--- Begin PASSAGE PROVIDED ---

A Fresh Cup is Mike Gunderloy's software development weblog, covering Ruby on Rails and whatever else I find interesting in the universe of software. I'm a full-time software developer: most of my time in recent years has been spent writing Rails, though I've dabbled in many other things and like most people who have been writing code for decades I can learn new stuff as needed.

Currently I'm employed as the Vice President of Engineering at Faria Education Group. If you're interested in working with me, we're often hiring smart developers. Drop me a comment if you're interested or email MikeG1 [at] larkfarm.com.

Navigation
« Double Shot #415 | Main | Double Shot #414 »
Monday
Mar232009

Batting Clean-up

I've spent a lot of time over the past few years working with Rails projects that were written by other people. Sometimes I've come on as a subcontractor to an existing codebase, sometimes I've taken over when another developer got bored or fired, sometimes I've been asked to do a code review.

Over the course of these engagements I've come up with a strategy for getting up and running on a new-to-me Rails codebase quickly. There aren't any hard and fast rules; there are still a lot of variable factors. But overall, I find these guidelines useful:

Start in environment.rb and figure out which version of Rails the project needs. In my case, I'm working with everything from 1.1.6 to 2.3.2.1 at the moment, so using gem Rails is pretty much a non-starter. If a project doesn't have vendored Rails when I get it, it will as soon as I figure out what version it wants to see. If you do vendor Rails into a shared project where others are working with gems, don't forget to .gitignore vendor/rails.

Next I look at bringing the database up from scratch. If at all possible, I ask for a copy of a current production database to avoid doing this. If I can't get one, I'll start by running migrations, just to see whether the migrations have been maintained. If migrating from scratch blows up, there's always schema.rb.

Next comes searching the code for require to see if I can figure out what gems the project needs (in rare cases, there are gems specified via the gem.config route, but so far I'm not seeing much of that). I install and upgrade any gems I can see as required, and then try to actually run the project via script/server. Usually this fails a few times as I discover missing dependencies, but I like to give it a few tries so I can have the code up and running while I explore it.

I spend a few minutes exploring vendor/plugins to see what non-gem plugins the project depends on as well. If it's using any that I'm not familiar with, I check out the readme - assuming there is one.

With the app running, I turn to the MVC heart of things. Here, the models are my first stop. If there are a reasonable number of models (say, anything under about 30) I just start at the top and look at each one, making particular note of association declarations. I haven't found an automatic ERD tool for Rails that I like, so I use this information to sketch out an ERD by hand, sorting out how the major entities connect to each other.

Next for me is routes.rb. Looking at this file is usually a good way to judge the sophistication of the previous developers. It also gives me some URLs to try out on the running code to see what happens. After I understand the basic routing, I'll spend some time in controller code, looking to see if it seems unduly fat or otherwise confusing.

Finally I'll spot check some views and helpers to see how clean the code looks. Usually I don't try to read all the views, though, unless the first couple I touch on show me systemic problems.

By the time this process is done, I usually have a rough handle on how the code is structured. Combine that with some exploratory use of the running application on my local box, and Rails' conventions, and I can go in and find the code that needs to be improved, evaluated, or fixed.

Reader Comments (5)

Greetings,
This is part advice, and part griping...sorry for the latter. :)

--- End PASSAGE PROVIDED ---
--- Begin LISTED ENTRIES ---

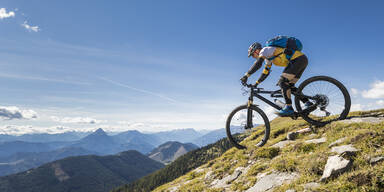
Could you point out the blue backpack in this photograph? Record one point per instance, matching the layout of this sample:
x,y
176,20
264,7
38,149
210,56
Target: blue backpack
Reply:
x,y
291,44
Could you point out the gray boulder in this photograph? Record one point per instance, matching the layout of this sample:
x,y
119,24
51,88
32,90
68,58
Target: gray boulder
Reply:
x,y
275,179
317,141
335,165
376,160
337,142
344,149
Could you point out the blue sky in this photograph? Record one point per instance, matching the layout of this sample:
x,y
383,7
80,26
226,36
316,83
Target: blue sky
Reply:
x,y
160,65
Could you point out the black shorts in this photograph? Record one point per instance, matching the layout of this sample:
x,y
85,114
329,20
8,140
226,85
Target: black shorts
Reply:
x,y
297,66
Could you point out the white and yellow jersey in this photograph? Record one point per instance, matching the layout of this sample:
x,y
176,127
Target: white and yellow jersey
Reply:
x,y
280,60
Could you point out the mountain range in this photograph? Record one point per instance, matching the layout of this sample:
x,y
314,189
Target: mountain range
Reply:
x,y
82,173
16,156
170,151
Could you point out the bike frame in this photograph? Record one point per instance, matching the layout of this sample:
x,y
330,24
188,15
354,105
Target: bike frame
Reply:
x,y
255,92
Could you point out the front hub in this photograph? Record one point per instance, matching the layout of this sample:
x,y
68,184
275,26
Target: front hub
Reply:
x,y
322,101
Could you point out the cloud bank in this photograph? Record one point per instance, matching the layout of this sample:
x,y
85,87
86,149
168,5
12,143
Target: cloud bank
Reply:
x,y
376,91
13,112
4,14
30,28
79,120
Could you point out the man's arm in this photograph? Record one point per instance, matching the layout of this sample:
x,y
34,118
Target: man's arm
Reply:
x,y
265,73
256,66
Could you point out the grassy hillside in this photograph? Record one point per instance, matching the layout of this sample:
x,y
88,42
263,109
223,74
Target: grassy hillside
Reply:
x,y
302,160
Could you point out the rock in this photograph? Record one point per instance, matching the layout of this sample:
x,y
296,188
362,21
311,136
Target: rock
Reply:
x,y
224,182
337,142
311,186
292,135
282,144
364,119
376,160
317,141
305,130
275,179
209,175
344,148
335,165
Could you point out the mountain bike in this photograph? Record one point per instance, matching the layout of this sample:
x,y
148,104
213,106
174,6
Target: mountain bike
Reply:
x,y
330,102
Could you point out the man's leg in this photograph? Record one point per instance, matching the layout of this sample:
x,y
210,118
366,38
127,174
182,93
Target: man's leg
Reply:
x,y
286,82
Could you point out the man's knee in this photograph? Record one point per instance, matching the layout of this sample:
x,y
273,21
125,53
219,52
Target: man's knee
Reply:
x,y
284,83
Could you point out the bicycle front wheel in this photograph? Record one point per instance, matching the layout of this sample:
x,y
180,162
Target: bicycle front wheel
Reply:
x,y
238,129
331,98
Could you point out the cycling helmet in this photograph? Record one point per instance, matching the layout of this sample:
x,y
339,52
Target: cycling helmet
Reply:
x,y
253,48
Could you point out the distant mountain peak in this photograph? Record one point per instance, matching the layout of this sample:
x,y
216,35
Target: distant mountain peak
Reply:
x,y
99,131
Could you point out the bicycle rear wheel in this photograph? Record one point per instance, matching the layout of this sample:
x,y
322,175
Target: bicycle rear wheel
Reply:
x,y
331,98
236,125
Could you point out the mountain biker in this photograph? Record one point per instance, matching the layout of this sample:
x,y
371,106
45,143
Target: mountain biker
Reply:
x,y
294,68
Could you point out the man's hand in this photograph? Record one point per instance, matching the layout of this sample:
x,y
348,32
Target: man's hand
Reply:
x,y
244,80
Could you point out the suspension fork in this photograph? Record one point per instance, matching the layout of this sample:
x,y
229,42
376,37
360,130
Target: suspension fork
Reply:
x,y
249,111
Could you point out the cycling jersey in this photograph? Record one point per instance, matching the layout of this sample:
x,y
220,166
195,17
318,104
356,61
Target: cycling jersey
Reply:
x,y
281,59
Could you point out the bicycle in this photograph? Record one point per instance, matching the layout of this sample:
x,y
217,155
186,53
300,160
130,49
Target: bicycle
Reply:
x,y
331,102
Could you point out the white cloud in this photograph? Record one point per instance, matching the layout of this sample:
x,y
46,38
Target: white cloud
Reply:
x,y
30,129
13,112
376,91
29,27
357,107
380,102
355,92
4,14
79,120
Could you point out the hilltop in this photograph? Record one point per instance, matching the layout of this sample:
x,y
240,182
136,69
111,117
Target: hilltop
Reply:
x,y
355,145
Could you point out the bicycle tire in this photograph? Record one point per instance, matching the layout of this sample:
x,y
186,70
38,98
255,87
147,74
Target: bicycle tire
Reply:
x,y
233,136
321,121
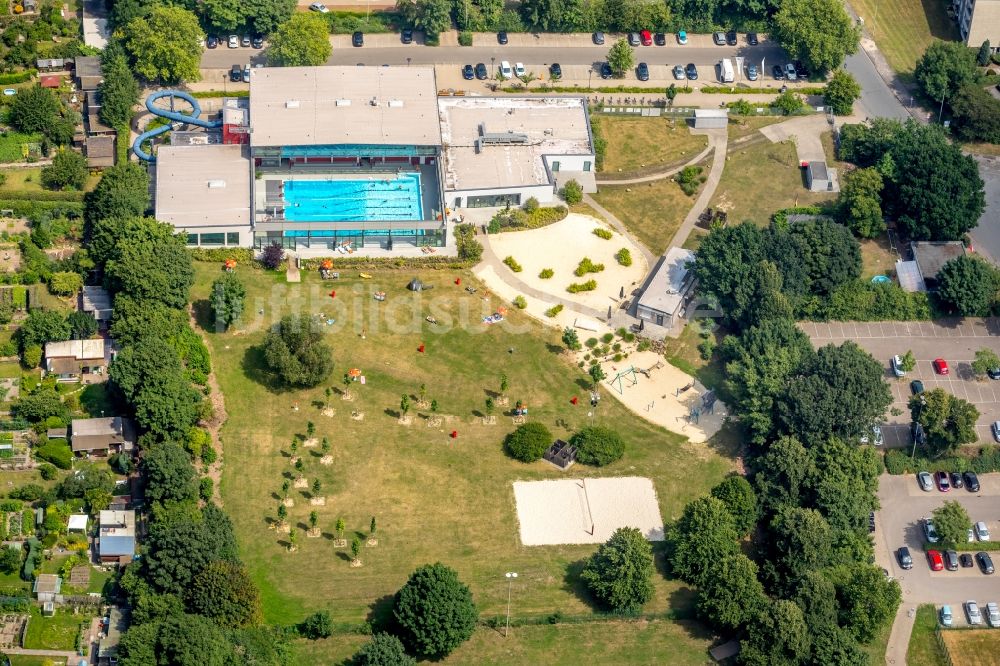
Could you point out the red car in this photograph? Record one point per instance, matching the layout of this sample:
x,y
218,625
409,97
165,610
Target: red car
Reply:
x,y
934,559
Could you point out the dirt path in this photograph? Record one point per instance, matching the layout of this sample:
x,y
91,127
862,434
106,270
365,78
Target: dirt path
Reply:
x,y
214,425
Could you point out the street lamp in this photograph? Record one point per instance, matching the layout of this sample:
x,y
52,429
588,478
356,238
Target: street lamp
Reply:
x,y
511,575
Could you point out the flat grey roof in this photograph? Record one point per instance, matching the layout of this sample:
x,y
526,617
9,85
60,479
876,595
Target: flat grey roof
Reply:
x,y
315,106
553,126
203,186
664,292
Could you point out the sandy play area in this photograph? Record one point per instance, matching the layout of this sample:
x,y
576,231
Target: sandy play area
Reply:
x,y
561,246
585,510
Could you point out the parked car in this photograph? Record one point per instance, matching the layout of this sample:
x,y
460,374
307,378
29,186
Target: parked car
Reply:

--- End LISTED ENTRIES ---

WHAT TO WORK ON:
**a.** According to the post on getting up to speed with an unfamiliar Rails codebase, which file does the author open first to work out which version of Rails a project needs?
**b.** Pick up the post on getting up to speed with an unfamiliar Rails codebase right after its last sentence and write the next part of the reader comment.

ANSWERS BY TASK:
**a.** environment.rb

**b.**
Funny you would mention this; I've just started maintaining and trying to improve a Rails app developed by an 'outsourced' group. The only tests were the ones generated automatically by 'restful authentication', and they were never maintained, so they didn't come close to passing. Swaths of the program are written in terribly complex (and sometimes computed) SQL, migrations didn't bring up a fresh database (poor use of acts_as_enumerated causes great hurt), and vendor/plugins should have just had one named 'kitchen_sink'.

It hurts to see Rails abused like that; you want to take the poor application under your arm and say, 'It'll be okay...we'll add some tests and get you right as rain in no time!', but you know you'd be lying...

I did much of what you describe (half the gems it used were config.gem'ed, the other half weren't), vendor'ed rails (it breaks on newer than 2.1.0), and brought the development database kicking and screaming into life. There was no schema.rb, it had been .gitignore'd, and the migrations added data, used models, and everything else you can imagine doing wrong. (Including using a field on a model after adding that column in the previous line...I don't know what version of Rails that ever worked on...) I didn't want a production database; who knows what's been done to that by hand. I want to know what the database is _supposed_ to look like; I can figure out the difference with production later.

Once the clean (only data inserted by migrations) dev database was up, I brought the site up to see if it worked. Surprisingly enough, it did; apparently they used manual QA as their only testing methodology. I appreciate their QA a lot; it means it's a working application, even if it's not going to help me refactor it.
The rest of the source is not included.